[A block of data]
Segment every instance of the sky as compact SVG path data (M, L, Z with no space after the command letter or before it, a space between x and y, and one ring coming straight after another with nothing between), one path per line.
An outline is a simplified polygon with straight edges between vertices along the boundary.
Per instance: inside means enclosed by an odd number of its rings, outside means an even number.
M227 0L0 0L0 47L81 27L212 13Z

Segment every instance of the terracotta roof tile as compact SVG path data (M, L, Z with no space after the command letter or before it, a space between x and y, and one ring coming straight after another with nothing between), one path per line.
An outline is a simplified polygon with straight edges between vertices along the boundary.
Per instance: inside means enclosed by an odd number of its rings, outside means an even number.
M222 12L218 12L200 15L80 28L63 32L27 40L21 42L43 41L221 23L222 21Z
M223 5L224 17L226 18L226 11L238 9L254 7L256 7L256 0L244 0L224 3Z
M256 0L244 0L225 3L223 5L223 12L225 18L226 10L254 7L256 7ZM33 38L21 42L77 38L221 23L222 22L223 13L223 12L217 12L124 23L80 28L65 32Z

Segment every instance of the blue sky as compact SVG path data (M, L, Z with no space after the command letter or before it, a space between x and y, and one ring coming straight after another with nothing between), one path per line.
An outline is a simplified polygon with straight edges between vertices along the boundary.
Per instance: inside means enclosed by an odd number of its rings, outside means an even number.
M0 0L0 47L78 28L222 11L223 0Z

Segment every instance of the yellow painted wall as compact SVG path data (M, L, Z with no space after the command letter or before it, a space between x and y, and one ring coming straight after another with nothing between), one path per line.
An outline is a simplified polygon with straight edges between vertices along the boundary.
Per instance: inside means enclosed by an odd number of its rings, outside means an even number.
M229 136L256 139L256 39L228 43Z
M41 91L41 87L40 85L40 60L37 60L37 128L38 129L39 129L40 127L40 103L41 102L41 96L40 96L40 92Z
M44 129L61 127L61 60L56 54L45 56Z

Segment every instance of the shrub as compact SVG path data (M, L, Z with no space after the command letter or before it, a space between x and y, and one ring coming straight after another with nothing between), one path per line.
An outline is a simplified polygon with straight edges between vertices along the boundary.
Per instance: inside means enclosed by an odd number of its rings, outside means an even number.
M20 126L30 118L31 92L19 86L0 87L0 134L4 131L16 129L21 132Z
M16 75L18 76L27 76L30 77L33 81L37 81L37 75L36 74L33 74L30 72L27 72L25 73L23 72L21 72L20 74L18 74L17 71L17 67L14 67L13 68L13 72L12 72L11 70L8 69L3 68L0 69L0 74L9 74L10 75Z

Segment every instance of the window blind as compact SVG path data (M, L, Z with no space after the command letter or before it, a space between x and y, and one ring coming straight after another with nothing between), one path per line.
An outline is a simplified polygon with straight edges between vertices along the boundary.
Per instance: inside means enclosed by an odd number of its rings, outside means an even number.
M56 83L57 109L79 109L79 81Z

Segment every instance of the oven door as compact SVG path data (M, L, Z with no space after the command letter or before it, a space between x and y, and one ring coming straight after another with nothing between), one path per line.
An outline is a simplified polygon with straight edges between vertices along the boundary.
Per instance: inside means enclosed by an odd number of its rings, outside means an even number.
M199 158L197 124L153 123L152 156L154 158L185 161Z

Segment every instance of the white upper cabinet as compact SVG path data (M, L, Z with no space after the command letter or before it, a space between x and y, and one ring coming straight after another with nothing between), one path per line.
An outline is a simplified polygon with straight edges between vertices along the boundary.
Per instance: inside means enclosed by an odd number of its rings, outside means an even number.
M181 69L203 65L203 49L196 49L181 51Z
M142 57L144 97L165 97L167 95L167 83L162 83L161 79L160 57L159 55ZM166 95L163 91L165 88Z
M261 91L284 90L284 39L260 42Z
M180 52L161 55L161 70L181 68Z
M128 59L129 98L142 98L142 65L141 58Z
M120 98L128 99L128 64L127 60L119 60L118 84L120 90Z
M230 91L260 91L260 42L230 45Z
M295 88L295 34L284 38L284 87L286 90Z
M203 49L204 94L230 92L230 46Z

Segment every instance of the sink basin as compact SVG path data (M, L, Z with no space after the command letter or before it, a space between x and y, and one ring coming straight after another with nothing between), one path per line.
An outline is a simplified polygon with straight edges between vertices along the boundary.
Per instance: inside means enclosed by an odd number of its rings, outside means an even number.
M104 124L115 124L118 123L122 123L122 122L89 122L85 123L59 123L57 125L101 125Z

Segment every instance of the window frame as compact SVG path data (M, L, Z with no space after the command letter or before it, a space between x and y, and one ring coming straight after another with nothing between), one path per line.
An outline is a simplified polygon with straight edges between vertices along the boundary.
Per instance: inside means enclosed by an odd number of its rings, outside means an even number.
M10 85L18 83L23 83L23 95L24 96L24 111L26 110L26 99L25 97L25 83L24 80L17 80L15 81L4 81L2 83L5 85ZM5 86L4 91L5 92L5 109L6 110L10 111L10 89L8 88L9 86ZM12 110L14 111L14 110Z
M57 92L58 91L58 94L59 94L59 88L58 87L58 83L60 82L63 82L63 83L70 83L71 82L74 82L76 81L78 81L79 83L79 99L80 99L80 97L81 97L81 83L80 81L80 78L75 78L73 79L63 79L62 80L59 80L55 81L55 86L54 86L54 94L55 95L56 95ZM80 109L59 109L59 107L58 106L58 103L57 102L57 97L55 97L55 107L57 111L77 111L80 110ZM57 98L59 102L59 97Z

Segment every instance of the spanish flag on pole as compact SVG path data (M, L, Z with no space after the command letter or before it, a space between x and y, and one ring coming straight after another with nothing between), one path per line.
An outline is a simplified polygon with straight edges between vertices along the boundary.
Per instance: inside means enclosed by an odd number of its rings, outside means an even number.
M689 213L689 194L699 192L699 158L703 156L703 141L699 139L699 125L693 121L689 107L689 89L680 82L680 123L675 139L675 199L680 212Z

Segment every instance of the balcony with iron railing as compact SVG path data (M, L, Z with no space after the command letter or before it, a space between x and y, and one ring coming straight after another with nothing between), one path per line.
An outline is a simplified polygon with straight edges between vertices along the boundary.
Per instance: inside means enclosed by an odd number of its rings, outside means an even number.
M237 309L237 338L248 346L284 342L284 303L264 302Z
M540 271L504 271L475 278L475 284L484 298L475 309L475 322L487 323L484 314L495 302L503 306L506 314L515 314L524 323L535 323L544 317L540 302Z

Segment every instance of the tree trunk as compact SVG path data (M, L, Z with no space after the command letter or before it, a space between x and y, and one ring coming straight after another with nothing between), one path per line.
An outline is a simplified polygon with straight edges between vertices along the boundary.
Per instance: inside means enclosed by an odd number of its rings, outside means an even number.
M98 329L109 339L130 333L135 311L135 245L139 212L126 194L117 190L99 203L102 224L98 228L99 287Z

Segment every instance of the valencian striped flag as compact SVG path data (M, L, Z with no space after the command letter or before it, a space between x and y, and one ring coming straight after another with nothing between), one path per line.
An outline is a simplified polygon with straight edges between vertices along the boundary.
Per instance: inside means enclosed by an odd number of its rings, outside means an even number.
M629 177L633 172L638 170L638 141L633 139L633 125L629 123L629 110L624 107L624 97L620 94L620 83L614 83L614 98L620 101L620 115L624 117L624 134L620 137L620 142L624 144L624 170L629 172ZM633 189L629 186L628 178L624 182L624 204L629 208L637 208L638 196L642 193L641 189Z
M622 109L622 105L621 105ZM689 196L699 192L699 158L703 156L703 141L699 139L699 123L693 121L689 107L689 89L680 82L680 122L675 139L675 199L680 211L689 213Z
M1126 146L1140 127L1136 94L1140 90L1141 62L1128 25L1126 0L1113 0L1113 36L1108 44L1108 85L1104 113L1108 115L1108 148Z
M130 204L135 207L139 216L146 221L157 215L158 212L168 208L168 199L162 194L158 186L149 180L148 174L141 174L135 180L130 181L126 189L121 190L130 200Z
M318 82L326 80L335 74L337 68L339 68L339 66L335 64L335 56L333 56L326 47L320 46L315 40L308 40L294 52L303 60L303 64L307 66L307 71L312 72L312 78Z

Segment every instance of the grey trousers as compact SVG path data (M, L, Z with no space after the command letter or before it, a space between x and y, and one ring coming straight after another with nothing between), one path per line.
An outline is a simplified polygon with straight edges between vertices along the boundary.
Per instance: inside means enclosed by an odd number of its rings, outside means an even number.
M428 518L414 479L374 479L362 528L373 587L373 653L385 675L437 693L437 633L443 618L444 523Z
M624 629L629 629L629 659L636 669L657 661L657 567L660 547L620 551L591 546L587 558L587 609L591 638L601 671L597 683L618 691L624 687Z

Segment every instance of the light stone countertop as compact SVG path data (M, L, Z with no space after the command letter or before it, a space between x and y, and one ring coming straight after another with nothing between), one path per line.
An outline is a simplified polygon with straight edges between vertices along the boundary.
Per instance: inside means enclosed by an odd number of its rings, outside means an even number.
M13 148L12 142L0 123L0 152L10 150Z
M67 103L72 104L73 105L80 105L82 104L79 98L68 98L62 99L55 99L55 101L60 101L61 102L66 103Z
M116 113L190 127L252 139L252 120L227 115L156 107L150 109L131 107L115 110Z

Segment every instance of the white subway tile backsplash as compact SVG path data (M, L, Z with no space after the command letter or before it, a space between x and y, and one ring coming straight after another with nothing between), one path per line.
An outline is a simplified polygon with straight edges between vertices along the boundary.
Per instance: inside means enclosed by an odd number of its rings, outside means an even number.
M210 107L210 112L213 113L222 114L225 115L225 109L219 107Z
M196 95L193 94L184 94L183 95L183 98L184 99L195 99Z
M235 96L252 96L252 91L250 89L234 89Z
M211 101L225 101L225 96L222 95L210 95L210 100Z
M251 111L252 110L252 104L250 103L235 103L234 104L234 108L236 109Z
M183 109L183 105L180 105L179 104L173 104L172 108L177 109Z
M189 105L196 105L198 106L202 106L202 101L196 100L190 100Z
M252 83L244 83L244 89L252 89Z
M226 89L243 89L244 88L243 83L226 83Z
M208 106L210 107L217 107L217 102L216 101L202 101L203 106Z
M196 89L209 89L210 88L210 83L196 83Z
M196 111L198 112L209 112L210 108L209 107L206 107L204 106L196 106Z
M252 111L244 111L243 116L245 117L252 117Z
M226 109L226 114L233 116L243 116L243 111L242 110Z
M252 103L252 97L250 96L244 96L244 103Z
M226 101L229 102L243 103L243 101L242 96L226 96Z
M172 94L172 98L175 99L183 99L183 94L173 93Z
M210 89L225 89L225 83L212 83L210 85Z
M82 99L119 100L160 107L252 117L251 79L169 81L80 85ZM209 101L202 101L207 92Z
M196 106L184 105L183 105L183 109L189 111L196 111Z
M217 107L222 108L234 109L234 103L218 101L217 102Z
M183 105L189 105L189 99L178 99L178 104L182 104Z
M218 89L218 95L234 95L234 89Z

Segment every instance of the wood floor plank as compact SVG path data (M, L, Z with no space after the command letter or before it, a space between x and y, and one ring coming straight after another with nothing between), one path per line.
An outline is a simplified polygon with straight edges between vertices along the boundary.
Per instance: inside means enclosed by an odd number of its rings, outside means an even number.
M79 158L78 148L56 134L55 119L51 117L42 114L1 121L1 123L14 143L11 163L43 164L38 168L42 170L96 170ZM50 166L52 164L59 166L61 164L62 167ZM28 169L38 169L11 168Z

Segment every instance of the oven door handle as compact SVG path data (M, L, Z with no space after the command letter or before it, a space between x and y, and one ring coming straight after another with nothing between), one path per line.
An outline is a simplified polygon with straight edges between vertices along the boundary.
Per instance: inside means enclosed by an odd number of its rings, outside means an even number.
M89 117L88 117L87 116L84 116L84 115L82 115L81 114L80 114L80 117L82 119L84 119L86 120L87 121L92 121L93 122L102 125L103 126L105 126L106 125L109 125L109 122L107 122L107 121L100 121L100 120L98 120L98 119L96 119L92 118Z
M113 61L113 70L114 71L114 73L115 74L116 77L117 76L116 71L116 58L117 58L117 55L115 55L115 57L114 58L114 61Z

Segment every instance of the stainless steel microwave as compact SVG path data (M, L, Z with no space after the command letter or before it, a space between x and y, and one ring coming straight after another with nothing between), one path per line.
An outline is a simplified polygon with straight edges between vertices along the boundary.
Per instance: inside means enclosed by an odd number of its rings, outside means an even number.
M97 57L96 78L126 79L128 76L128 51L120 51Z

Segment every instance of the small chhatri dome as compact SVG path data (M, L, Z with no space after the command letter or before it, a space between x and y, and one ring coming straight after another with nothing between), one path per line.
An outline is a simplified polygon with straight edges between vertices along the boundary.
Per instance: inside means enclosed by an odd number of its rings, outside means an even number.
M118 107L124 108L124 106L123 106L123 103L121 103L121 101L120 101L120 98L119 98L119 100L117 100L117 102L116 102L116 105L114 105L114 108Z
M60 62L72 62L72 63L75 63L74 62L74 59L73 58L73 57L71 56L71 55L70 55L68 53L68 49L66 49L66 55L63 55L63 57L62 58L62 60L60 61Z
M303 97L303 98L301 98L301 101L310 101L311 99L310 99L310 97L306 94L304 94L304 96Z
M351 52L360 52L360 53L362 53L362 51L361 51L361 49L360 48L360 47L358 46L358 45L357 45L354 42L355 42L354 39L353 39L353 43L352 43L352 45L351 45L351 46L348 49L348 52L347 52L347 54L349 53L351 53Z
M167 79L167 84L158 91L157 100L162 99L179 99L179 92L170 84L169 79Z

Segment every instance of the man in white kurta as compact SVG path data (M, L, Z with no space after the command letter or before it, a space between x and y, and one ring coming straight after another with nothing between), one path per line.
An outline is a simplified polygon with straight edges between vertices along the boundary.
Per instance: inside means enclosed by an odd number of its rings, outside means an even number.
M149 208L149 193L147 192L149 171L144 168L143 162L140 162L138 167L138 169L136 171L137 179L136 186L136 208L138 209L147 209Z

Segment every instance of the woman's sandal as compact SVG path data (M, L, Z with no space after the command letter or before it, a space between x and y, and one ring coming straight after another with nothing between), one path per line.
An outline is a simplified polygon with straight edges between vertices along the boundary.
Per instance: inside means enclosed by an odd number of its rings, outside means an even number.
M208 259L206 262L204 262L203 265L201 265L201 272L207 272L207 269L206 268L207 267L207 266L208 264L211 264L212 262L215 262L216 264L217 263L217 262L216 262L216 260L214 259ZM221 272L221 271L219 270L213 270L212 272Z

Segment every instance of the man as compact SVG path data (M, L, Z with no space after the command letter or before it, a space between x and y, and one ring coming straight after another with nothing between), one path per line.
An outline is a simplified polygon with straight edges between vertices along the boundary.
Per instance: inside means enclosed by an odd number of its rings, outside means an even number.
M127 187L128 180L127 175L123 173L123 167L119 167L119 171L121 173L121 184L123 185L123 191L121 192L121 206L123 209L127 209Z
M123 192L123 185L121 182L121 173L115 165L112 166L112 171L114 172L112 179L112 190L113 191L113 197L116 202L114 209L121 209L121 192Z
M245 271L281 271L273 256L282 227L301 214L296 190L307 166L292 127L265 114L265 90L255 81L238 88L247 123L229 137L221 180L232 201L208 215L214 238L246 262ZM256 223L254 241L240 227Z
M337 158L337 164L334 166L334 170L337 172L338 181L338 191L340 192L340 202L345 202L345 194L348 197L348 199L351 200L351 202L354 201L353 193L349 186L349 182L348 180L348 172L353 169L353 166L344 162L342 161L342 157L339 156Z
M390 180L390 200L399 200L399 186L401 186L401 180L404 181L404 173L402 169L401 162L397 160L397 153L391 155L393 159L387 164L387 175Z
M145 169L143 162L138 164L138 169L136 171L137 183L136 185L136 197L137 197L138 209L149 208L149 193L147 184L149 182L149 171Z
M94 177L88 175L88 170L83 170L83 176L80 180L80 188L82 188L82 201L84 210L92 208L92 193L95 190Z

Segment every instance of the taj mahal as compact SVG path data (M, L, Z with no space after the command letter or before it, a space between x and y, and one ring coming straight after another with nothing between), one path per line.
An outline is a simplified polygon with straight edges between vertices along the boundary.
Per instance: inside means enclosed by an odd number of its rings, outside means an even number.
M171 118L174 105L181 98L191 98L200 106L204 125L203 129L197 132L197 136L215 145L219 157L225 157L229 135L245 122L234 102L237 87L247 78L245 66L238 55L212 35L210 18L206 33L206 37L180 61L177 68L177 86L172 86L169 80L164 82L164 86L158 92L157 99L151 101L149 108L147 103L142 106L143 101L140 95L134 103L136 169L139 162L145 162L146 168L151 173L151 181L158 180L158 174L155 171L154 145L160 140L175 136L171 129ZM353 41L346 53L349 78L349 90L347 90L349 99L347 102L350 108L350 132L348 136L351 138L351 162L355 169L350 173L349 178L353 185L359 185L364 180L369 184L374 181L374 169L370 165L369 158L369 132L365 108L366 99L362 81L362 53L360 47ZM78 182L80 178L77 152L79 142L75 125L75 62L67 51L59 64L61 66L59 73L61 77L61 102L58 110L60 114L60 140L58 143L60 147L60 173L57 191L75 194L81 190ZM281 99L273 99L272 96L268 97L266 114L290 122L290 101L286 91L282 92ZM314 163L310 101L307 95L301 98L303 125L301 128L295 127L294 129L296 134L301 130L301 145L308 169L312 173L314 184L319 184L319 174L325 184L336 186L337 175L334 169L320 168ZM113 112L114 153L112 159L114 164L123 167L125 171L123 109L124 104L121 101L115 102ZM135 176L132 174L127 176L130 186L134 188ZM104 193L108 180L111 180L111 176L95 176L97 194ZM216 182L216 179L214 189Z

## EXERCISE DESCRIPTION:
How many lines of the material above contain the string "tile"? Reply with the number alone.

## EXERCISE SOLUTION:
2